**Directive a:** Can you collect every line of the rows below that contains the word "ladle"? Case counts.

**Text passage:**

+++

Tuesday, September 30, 2014

June 3, 1864


June 3, 1864

 

Battle of Cold Harbor

Virginia

May 31-June 12, 1864

 

Day 3:  General Ulysses S. Grant orders the grand attack to be made at 4:30 in the morning.  After an artillery barrage, the corps of Hancock and Wright went forward.  Smith’s XVIII Corps was not yet engaged.  Gen. Barlow’s division had the most success: even with heavy losses, they captured the first line of Confederate works.  Gen. Gibbon’s division, on his flank, was broken up by a patch of swampy ground that had to be skirted.  Two of Gibbon’s brigade commanders were killed, and his advance stalled.  Wright’s VI Corps made an attack that was tepid at best.  The incredible rate of rifle and cannon fire from the Confederate works was deadly.  By some reports, most of the 7,000 Federal casualties this day fell during the first 30 minutes of the attack. 
 
 
 
 
As Smith’s corps goes forward, their advance is broken up by several ravines which forced the lines into two or more vulnerable columns, which Rebel artillery fire cuts up rather badly.  One New Hampshire sergeant writes: "The men bent down as they pushed forward, as if trying, as they were, to breast a tempest, and the files of men went down like rows of blocks or bricks pushed over by striking against one another."  True to form, Gen. Warren’s V Corps does not go forward, and so Rebel artillery from his front also shreds Baldy Smith’s advancing columns.  Finally, Grant calls off the attacks. 
 

 
---The Richmond Daily Dispatch does an article on the famed American actor Edwin Booth, whose brothers Junius Booth, Jr., and John Wilkes Booth, were also well-known actors:
Edwin Boot[h] at the North.
–This young actor, a native of the State of Maryland, and whose engagements in the South previous to the war were attended with so much success, has lately been performing at the North for the benefits of the Sanitary Committee, When [t]old in Washington by a Southern lady a short time since that the people of the South would surely remember him in this matter, he repeated: “He did not care what they remembered? He knew no country but the Union.–no flag but the stars and stripes.” So much for Edwin Booth!

+++

**Directive b:**
Does the Cold Harbor passage above support each statement? Answer yes or no for each and quote the words from the passage that decide it.
(i) Barlow's division captured the first line of Confederate works.
(ii) Warren's V Corps went forward with the attack.
(iii) Grant ordered the grand attack to be made at 4:30 in the evening.

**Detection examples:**
+++

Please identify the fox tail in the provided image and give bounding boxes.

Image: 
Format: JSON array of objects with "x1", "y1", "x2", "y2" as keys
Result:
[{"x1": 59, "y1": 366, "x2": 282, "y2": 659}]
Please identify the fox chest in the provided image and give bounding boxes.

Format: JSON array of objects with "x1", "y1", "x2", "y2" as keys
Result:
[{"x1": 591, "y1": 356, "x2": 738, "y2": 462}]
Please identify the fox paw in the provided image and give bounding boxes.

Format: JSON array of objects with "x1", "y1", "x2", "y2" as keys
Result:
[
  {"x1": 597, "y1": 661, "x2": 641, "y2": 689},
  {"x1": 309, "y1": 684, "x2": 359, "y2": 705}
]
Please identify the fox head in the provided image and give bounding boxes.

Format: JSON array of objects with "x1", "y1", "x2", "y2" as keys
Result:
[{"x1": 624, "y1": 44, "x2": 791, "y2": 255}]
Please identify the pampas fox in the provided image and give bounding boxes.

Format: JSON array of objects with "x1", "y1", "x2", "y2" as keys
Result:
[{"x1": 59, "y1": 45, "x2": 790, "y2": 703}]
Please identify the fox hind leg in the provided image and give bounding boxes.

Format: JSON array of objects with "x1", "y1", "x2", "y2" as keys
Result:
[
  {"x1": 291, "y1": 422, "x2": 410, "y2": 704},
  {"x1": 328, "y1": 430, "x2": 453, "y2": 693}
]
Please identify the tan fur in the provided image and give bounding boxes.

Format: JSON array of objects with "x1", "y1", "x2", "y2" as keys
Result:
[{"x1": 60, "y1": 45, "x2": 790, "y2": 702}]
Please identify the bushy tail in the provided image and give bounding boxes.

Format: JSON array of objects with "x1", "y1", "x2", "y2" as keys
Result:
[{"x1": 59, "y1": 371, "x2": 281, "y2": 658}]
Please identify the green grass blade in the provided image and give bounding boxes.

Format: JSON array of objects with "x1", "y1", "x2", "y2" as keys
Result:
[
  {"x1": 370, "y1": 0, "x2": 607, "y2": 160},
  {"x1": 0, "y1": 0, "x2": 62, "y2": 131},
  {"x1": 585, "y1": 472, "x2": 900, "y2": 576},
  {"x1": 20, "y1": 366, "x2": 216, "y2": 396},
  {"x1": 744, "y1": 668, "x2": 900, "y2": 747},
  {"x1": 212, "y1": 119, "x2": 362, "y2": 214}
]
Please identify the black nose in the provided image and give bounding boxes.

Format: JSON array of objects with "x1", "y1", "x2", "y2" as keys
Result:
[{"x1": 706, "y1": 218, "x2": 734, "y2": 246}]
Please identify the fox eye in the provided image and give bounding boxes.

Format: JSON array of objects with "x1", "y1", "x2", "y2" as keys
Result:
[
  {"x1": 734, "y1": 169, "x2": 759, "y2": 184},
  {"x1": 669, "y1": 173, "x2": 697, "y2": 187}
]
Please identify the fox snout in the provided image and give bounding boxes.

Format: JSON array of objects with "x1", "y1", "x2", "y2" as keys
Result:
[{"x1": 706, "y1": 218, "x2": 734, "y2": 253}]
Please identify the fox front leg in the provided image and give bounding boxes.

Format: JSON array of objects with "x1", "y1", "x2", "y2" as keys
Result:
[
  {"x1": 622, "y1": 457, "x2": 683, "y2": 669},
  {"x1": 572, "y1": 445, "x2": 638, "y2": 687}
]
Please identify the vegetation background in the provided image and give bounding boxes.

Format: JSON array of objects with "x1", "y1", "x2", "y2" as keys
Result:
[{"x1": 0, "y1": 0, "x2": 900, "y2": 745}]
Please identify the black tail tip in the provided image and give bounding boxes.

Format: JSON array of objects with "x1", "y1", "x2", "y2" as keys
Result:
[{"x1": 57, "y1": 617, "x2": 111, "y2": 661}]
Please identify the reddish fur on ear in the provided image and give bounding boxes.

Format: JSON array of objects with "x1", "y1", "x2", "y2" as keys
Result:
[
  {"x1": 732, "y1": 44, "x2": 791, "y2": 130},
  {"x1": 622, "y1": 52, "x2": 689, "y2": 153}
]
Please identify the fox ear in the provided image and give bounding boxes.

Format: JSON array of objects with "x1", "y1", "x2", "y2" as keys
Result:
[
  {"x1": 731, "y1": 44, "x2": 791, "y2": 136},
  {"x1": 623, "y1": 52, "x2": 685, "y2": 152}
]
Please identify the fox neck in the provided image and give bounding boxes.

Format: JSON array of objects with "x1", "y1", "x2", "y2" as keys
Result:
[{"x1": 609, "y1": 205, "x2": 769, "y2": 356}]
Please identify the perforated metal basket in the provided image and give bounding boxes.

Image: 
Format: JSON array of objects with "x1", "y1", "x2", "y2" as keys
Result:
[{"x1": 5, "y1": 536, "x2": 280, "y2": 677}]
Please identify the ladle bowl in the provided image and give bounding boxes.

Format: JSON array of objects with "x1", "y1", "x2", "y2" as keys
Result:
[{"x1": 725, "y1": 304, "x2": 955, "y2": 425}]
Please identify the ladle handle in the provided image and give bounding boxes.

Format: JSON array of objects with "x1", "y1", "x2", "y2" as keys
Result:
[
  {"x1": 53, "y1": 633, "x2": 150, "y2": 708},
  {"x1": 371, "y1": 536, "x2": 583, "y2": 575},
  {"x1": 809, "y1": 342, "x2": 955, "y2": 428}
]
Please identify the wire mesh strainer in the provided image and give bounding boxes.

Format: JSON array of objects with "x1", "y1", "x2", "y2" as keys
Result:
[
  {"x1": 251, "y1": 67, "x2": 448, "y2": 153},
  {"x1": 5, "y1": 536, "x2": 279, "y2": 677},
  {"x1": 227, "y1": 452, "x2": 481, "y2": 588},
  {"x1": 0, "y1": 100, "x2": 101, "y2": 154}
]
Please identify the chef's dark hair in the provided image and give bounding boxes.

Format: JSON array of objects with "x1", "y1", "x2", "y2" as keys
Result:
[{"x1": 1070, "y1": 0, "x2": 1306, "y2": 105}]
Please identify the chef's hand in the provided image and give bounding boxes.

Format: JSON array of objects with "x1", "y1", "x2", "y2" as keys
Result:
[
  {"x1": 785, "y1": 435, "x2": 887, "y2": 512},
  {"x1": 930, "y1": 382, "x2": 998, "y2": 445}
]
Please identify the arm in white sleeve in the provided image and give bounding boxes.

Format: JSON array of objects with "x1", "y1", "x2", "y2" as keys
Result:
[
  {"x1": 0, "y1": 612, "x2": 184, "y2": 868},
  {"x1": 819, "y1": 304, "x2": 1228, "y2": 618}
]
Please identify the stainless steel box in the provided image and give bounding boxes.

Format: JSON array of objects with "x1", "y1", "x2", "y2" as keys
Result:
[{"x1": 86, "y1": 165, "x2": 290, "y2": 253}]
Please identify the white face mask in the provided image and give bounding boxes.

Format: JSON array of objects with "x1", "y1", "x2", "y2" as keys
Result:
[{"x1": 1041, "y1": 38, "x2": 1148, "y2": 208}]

+++

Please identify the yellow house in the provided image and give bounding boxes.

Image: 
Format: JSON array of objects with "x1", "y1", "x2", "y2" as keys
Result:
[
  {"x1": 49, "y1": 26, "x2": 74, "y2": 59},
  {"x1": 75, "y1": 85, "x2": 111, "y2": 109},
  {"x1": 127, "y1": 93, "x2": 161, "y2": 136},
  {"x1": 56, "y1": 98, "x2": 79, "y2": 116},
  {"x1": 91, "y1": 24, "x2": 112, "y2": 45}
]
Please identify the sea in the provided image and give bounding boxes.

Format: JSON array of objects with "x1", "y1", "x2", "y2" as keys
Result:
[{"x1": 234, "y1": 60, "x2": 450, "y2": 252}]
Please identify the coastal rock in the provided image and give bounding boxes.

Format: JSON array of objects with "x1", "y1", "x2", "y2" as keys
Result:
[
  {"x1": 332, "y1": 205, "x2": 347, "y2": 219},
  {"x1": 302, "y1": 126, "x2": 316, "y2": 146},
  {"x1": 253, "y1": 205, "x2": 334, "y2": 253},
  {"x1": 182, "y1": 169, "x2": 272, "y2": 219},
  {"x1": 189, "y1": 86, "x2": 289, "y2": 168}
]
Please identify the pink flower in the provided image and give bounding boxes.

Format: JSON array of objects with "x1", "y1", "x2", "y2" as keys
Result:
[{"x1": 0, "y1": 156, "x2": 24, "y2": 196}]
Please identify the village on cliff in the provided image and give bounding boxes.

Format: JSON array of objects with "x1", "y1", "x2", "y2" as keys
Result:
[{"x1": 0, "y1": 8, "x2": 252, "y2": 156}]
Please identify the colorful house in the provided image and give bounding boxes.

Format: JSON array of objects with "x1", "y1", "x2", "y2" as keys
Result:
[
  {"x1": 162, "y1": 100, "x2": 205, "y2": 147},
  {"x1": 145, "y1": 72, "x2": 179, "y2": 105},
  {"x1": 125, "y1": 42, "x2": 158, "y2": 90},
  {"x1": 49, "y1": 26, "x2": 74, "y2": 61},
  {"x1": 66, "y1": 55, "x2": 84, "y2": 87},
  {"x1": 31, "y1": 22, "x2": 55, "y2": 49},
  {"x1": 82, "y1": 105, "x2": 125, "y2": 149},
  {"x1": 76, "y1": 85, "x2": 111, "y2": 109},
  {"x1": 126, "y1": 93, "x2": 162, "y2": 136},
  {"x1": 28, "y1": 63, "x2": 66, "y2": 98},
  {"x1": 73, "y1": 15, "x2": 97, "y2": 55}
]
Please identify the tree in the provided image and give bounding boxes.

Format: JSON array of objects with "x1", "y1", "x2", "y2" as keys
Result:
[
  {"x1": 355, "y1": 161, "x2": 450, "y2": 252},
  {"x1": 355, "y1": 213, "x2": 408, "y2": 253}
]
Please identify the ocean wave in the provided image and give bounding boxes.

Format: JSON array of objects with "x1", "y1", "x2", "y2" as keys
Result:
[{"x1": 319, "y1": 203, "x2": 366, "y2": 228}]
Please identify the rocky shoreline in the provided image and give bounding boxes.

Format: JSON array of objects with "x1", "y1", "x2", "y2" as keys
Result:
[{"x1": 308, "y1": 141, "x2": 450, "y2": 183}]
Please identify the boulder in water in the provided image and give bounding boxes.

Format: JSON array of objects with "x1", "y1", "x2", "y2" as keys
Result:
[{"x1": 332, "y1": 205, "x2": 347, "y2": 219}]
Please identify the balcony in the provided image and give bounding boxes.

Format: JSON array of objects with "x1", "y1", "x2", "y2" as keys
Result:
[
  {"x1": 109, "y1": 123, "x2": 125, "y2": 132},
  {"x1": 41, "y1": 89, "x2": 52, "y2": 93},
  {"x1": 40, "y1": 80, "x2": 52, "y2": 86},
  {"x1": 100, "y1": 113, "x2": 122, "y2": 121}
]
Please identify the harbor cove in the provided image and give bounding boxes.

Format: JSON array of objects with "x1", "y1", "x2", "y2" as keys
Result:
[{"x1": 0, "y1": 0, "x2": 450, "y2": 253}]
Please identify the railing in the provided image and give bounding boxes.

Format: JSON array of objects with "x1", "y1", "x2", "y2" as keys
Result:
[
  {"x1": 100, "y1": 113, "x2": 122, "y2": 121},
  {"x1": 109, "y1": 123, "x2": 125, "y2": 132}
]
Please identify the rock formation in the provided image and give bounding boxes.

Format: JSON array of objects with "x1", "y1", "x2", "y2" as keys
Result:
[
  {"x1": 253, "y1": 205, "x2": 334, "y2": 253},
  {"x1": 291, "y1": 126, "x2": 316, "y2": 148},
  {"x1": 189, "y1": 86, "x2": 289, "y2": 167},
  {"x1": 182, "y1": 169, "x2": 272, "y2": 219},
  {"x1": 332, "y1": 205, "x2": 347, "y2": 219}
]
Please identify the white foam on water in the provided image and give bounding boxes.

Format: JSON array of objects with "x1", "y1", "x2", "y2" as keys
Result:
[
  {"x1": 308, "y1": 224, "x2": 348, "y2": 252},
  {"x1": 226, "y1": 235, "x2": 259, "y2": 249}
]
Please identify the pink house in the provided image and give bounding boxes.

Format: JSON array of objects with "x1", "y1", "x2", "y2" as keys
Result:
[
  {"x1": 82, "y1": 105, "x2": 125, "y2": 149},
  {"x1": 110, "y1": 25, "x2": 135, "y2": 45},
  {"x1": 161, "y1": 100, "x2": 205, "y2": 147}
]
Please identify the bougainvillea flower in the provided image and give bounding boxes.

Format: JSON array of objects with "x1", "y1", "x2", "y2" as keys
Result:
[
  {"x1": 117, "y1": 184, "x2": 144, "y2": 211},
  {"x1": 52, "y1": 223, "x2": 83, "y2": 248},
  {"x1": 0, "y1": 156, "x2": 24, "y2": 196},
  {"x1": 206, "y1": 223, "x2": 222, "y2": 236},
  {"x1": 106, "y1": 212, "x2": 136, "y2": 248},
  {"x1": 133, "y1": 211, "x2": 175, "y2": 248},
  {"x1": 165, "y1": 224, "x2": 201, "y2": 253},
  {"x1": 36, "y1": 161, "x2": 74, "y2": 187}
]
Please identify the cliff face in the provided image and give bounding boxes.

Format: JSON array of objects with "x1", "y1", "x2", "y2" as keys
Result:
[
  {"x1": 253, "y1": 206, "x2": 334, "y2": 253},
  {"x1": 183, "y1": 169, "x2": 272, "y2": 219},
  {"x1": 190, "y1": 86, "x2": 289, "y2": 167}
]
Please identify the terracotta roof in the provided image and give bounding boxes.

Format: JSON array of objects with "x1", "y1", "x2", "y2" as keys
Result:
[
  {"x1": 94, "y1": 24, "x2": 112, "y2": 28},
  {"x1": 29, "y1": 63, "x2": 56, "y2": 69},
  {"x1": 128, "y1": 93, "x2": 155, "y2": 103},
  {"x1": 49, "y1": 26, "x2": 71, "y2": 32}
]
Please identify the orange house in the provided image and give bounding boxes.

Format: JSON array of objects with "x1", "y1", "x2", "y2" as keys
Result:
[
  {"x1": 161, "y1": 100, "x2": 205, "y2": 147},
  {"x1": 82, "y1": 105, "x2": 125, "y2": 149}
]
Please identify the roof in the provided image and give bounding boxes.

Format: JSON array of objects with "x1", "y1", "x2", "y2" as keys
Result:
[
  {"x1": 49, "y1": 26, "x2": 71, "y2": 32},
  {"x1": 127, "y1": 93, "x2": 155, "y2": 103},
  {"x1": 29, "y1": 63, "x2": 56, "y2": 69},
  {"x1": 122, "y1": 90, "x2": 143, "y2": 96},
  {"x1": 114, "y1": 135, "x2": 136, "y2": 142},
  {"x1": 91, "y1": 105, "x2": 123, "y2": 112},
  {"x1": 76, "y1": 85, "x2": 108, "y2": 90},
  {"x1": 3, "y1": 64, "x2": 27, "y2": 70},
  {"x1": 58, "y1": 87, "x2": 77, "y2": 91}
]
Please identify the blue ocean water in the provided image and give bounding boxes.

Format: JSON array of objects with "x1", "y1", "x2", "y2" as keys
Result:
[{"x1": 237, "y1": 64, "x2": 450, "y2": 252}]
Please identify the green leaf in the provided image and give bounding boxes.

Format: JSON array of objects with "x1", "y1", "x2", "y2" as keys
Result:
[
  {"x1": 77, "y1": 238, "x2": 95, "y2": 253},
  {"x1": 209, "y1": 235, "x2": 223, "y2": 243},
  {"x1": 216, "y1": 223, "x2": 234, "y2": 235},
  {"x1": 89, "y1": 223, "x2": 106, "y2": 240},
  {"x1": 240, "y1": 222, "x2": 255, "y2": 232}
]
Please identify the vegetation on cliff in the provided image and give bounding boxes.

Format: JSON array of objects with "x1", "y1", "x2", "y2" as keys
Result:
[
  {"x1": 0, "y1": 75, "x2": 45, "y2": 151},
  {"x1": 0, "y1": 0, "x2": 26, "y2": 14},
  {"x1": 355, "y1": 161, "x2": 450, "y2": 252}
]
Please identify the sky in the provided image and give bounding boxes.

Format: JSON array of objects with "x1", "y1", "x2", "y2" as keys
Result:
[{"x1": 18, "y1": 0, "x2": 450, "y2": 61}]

+++

**Full output a:**
Please identify the ladle bowl in the provided image and give bounding boxes.
Please identify the ladle handle in the provided image and give bounding boxes.

**Full output b:**
(i) Yes: "they captured the first line of Confederate works."
(ii) No: "Gen. Warren’s V Corps does not go forward."
(iii) No: "orders the grand attack to be made at 4:30 in the morning."